** Article **

══════════════════════════════

Lakshan Foundation Inc. is a family-controlled private foundation established in Peachtree Corners, Georgia in 2020, funded by a single $40 million endowment contribution from founder Subramonian Shankar. The foundation reflects the values of a South Indian-American family with deep roots in the Atlanta metro area and strong ties to Tamil and South Indian academic and cultural institutions in the United States and abroad.
The giving philosophy centers on four intersecting priorities: food security and hunger relief in Metro Atlanta, higher education with particular emphasis on South Asian and Indian academic institutions, philanthropy intermediaries (notably the National Philanthropic Trust as a donor-advised fund channel), and South Indian cultural and religious life through institutions like the Hindu Temple of Atlanta and the India America Cultural Association.
This is a strictly invitation-only foundation. Lakshan does not publish grant guidelines, accept unsolicited applications, or maintain an active grants portal. There is no RFP process and no formal grant calendar. All grantmaking flows through personal relationships with the Shankar family — Subramonian (patriarch and likely primary decision-maker), and family members Ambika, Lakshmi, and Ananth Shankar.
For first-time applicants, the path to a grant runs almost entirely through an existing grantee or a shared community connection. Organizations already in the Shankar network — including Emory University, Atlanta Community Food Bank, IIT Madras Foundation, and Hindu Temple of Atlanta — are the highest-value introduction vectors. Board members, senior donors, or leadership at these organizations with existing Shankar family relationships represent the most direct entry points.

══════════════════════════════

** Records supplied **
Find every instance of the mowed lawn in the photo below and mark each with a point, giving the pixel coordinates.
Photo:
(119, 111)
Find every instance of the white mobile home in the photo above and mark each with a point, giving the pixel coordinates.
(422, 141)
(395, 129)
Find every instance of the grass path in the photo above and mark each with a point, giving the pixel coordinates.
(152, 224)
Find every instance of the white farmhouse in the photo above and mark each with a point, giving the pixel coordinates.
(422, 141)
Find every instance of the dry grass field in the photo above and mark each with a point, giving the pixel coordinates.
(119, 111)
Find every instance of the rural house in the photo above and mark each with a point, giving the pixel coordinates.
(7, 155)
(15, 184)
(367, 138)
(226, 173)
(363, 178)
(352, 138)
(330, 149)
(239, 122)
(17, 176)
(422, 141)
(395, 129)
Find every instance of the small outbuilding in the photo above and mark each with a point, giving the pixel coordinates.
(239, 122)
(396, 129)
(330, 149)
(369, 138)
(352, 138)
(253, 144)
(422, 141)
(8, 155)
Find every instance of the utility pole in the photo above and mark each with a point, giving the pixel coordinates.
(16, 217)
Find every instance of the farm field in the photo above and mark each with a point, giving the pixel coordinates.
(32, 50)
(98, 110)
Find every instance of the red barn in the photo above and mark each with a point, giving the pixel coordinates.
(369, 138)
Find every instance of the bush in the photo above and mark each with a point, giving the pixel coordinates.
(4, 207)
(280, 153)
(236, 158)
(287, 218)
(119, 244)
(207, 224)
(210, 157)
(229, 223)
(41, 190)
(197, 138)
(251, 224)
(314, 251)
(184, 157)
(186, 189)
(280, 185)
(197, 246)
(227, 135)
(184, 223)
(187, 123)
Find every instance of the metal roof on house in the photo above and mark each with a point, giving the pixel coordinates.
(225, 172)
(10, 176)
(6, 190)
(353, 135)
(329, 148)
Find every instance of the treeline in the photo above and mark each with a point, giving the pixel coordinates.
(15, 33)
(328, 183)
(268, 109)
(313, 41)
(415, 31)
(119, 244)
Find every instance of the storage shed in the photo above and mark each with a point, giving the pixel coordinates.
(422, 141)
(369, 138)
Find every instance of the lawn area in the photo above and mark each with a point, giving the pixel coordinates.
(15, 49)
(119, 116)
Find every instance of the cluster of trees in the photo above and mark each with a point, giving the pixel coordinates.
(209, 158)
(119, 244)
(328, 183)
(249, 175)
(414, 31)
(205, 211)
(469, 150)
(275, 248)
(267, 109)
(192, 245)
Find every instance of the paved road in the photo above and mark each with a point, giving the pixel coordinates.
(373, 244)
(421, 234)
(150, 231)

══════════════════════════════

** Task set **
1. Do these statements agree with the text on Lakshan Foundation? Answer yes or no for each and quote the words of the text that decide it.
(a) The foundation accepts unsolicited applications.
(b) The foundation was established in Peachtree Corners, Georgia in 2020.
(c) Emory University is one of the organizations already in the Shankar network.
2. Rewrite the stretch of the Lakshan Foundation text from "The giving philosophy" through "and Ananth Shankar.", changing "invitation-only" to "closed".
3. Extend the text on Lakshan Foundation by writing what comes after its last sentence.

** Responses to the tasks **
1.
(a) No: "Lakshan does not publish grant guidelines, accept unsolicited applications, or maintain an active grants portal."
(b) Yes: "established in Peachtree Corners, Georgia in 2020"
(c) Yes: "Organizations already in the Shankar network — including Emory University"

2.
The giving philosophy centers on four intersecting priorities: food security and hunger relief in Metro Atlanta, higher education with particular emphasis on South Asian and Indian academic institutions, philanthropy intermediaries (notably the National Philanthropic Trust as a donor-advised fund channel), and South Indian cultural and religious life through institutions like the Hindu Temple of Atlanta and the India America Cultural Association.
This is a strictly closed foundation. Lakshan does not publish grant guidelines, accept unsolicited applications, or maintain an active grants portal. There is no RFP process and no formal grant calendar. All grantmaking flows through personal relationships with the Shankar family — Subramonian (patriarch and likely primary decision-maker), and family members Ambika, Lakshmi, and Ananth Shankar.

3.
The foundation's apparent Tamil and South Indian heritage is contextually important. Institutions with ties to IIT Madras, Tamil Nadu, or South Indian diaspora networks in the United States will resonate most strongly. Organizations without a direct cultural alignment should emphasize local Atlanta community impact, food security metrics, or measurable academic outcomes.
Grant sizes are large relative to the asset base: the documented median grant per organization is $500,000, with multi-year totals reaching $1.9M. This signals a preference for depth over breadth — a small number of trusted, recurring relationships rather than a broad portfolio of new awards. First-time grantees should plan for a multi-year cultivation timeline before expecting a major commitment.
Lakshan Foundation's annual grantmaking has grown substantially since its 2020 founding year. Grants paid were $2.0M in 2020, dipped to $951K in 2021, then accelerated sharply: $1.56M in 2022 and $2.36M in 2023 — a 148% increase from the 2021 trough. ProPublica's 2024 data confirms $2.22M in charitable disbursements, representing 94.5% of total expenses, with total assets stable at $38.66M.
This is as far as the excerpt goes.